EXERCISE OBJECTIVE:
Put the data below into a Markdown table with two columns, Row for the row number and Text for the line. Leave out any blank lines.
** begin **
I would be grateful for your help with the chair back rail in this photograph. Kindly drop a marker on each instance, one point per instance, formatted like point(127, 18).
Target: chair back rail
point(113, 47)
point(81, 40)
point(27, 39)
** end **
COMPLETE ANSWER:
| Row | Text |
|---|---|
| 1 | I would be grateful for your help with the chair back rail in this photograph. Kindly drop a marker on each instance, one point per instance, formatted like point(127, 18). |
| 2 | Target: chair back rail |
| 3 | point(113, 47) |
| 4 | point(81, 40) |
| 5 | point(27, 39) |